(Excerpt provided begins)

PrimeTime is a sign-off timing analysis tool that is used to ensure that the design meets the timing requirements[18]. It is used in post-layout STA to verify that the intended clock speed for the design is met at a wide range of PDK process corners[18]. The operation of PrimeTime can be categorized into three main points; Setup, Violations Fixing and Applying modifications. These points and the details of PrimeTime operation are thoroughly discussed in this section.

#### 4.8.1 Setup

In this stage, we provide PrimeTime with the needed inputs such as the Technology Library, the Verilog netlist, the constraints file and the extracted parasitics[18]. We also specify the design clock so that PrimeTime can use its delays to accurately provide a timing report.

The first step in using PrimeTime is to specify the Technology Library to be used. For every PDK there exists a wide range of corners that tries to estimate the expected variations in the manufacturing process as well as the operating environment temperature and voltage. These variations become more significant in smaller technologies. The manufacturing process variations are classified into three categories: slow-slow, typical-typical, and fast-fast process[14]. Indicated by the naming, the fast-fast corner results in the fastest logic with the lowest cell delay while the slow-slow corner gives the worst delay for the cells[14]. The variation in temperature has also a great effect on the design performance as in high temperatures the cells have higher delays than in lower temperatures[14]. For the PDK Nangate that we are using in this project, there are five available temperatures which are -40, 0, and 125 °C. The last possible variation is the operating voltage. The voltage has a great effect on the cell speed as higher voltage leads to lower delay. Nangate comes with two different voltage variants 0.95V and 1.25V. After choosing the desired library that contains the delay information for the combination of these three possible variations, we import it using the *set link\_path* command[18].

(Excerpt provided ends)
(Input data begins)

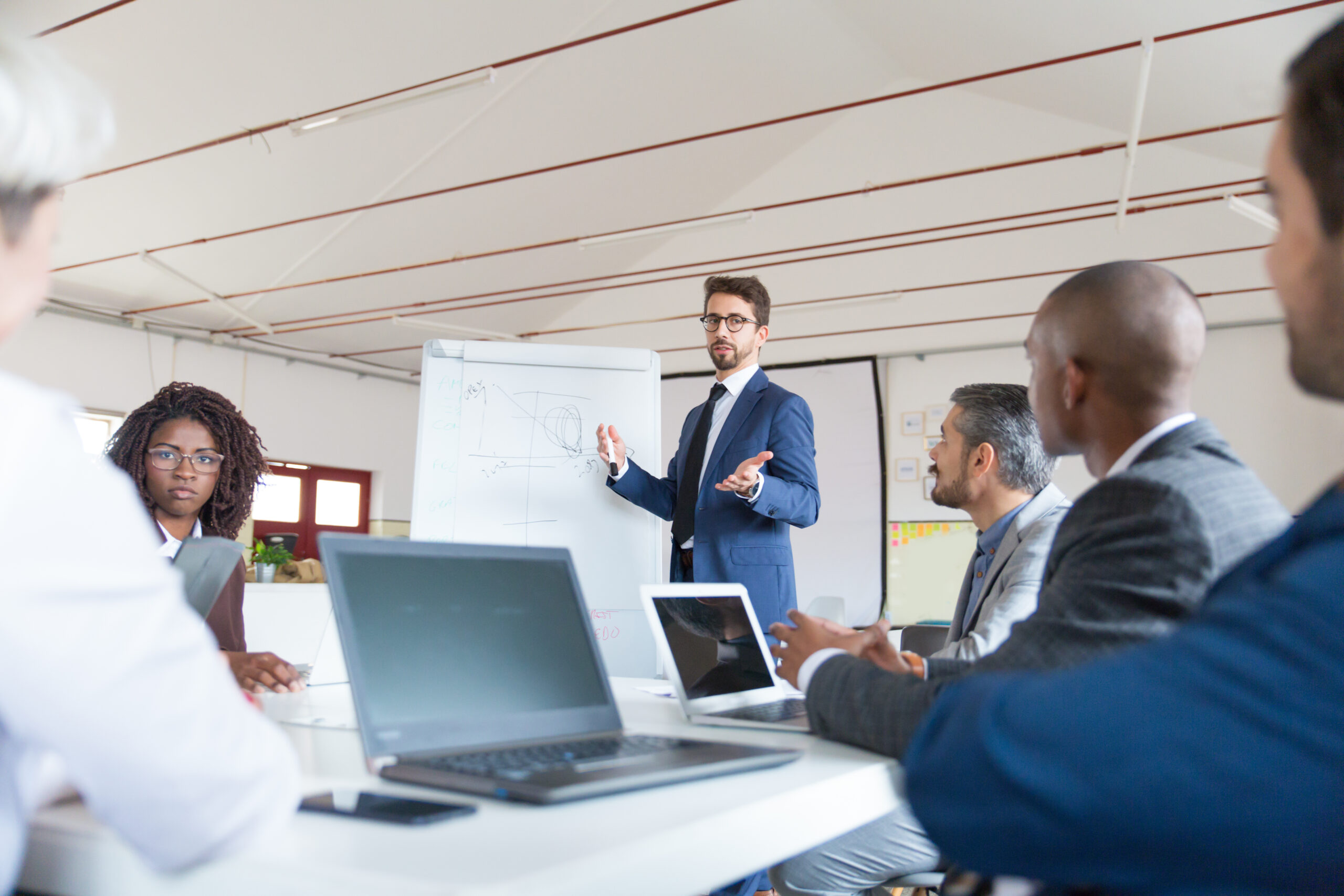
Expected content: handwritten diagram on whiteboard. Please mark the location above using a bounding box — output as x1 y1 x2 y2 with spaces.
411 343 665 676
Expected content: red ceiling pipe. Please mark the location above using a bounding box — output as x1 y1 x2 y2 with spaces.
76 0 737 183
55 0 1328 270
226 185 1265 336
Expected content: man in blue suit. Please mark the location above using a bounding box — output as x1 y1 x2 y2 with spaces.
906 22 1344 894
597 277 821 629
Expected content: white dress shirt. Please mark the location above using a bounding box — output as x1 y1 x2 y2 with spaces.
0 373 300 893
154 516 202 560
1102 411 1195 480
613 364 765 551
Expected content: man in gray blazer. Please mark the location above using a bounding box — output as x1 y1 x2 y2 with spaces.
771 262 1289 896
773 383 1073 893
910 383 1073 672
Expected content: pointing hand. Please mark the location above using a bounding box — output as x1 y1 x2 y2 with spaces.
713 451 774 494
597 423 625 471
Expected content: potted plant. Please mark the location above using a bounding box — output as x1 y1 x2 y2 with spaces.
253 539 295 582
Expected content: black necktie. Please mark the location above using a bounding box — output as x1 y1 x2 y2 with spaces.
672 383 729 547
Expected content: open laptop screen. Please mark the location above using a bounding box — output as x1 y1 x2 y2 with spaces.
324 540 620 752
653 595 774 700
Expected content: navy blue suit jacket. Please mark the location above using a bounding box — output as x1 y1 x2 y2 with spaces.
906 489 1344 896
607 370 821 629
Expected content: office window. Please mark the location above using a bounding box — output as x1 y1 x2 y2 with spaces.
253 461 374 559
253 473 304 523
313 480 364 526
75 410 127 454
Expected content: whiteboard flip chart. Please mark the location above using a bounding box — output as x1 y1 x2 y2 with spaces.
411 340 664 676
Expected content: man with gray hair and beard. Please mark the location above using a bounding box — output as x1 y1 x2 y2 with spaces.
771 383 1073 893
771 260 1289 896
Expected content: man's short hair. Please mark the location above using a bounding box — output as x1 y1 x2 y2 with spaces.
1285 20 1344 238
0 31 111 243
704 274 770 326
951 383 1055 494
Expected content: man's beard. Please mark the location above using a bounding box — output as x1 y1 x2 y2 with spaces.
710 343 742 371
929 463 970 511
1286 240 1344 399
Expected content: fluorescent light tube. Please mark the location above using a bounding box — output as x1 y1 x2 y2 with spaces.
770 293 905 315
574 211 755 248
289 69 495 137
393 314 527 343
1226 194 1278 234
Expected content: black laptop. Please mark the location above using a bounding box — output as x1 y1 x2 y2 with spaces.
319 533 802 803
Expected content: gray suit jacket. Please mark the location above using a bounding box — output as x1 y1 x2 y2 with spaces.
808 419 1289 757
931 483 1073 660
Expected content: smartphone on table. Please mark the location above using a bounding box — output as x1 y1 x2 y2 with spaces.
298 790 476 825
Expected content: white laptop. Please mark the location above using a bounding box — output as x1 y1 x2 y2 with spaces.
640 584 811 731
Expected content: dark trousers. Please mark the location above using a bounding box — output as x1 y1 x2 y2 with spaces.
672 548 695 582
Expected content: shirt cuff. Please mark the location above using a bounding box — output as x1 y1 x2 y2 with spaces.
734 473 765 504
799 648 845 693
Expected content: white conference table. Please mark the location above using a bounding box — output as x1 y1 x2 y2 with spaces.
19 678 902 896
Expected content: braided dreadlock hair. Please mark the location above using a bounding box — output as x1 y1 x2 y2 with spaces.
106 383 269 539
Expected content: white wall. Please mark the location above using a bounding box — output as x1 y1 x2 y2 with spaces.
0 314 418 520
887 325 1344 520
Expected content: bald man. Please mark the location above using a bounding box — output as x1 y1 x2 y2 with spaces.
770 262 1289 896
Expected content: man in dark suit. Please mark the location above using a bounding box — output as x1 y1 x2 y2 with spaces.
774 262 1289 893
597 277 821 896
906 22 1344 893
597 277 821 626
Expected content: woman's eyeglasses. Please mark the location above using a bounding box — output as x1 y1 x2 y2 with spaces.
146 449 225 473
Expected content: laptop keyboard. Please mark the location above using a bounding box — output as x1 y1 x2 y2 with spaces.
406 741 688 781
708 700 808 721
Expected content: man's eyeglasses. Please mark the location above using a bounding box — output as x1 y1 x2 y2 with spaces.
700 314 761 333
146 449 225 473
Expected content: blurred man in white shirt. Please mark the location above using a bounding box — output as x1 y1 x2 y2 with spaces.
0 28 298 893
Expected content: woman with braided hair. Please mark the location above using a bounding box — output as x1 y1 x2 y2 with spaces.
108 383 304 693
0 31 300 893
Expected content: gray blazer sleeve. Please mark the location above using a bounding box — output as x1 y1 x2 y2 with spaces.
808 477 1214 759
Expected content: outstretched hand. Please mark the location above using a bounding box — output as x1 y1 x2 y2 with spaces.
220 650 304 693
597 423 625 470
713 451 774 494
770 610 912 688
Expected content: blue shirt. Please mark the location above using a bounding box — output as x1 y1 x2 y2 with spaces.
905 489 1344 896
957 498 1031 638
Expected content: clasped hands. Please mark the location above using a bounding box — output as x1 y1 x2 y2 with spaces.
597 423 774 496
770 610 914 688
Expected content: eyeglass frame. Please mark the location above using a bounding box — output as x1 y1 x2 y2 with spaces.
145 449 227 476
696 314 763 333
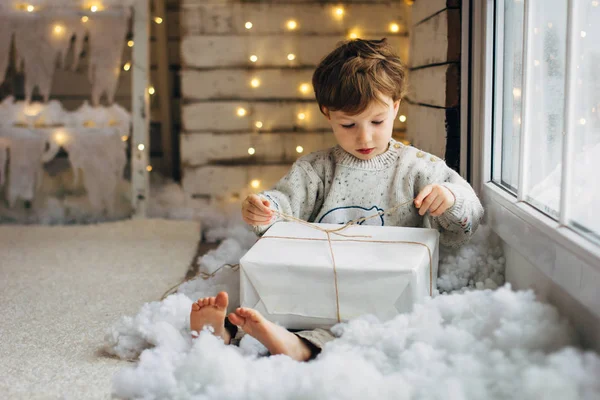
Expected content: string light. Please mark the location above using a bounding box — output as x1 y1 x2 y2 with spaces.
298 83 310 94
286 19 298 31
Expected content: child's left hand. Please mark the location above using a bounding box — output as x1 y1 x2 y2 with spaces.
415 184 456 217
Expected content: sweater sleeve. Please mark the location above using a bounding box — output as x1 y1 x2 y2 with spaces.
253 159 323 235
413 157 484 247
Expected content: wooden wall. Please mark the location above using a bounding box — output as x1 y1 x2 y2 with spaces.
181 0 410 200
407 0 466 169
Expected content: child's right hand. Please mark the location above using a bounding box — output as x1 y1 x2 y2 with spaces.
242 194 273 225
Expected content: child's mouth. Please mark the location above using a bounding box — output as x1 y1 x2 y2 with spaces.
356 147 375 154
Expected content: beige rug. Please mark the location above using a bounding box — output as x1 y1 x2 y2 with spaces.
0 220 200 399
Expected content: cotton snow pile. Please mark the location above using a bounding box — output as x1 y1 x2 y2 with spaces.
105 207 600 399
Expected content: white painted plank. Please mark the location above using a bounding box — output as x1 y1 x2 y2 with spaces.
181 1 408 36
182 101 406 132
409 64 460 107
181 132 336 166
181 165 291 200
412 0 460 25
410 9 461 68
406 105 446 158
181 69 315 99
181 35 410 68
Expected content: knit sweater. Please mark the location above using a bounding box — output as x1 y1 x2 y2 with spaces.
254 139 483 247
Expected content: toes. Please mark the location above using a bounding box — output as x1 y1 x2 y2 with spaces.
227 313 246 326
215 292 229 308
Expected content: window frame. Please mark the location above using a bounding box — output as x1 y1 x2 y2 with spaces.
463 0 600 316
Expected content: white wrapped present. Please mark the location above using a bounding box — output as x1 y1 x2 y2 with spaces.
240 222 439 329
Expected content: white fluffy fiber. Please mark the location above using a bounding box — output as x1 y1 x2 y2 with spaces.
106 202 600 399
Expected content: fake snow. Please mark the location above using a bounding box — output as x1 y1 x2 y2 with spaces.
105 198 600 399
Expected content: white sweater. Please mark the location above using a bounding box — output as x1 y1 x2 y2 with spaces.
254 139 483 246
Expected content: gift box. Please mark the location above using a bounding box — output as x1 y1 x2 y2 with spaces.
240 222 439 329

(Input data ends)

Problems to work on
a - Using the PrimeTime excerpt, decide whether each statement agrees with it: (i) the fast-fast corner gives the worst delay for the cells; (ii) a higher operating voltage leads to lower cell delay; (iii) manufacturing process variations fall into four categories. Answer yes or no for each, and quote the words of the excerpt that decide it.
b - Reproduce everything in the PrimeTime excerpt from "#### 4.8.1 Setup" down to "a timing report.".

List of solutions
a -
(i) No: "the fast-fast corner results in the fastest logic with the lowest cell delay while the slow-slow corner gives the worst delay for the cells"
(ii) Yes: "higher voltage leads to lower delay"
(iii) No: "The manufacturing process variations are classified into three categories: slow-slow, typical-typical, and fast-fast process"

b -
#### 4.8.1 Setup

In this stage, we provide PrimeTime with the needed inputs such as the Technology Library, the Verilog netlist, the constraints file and the extracted parasitics[18]. We also specify the design clock so that PrimeTime can use its delays to accurately provide a timing report.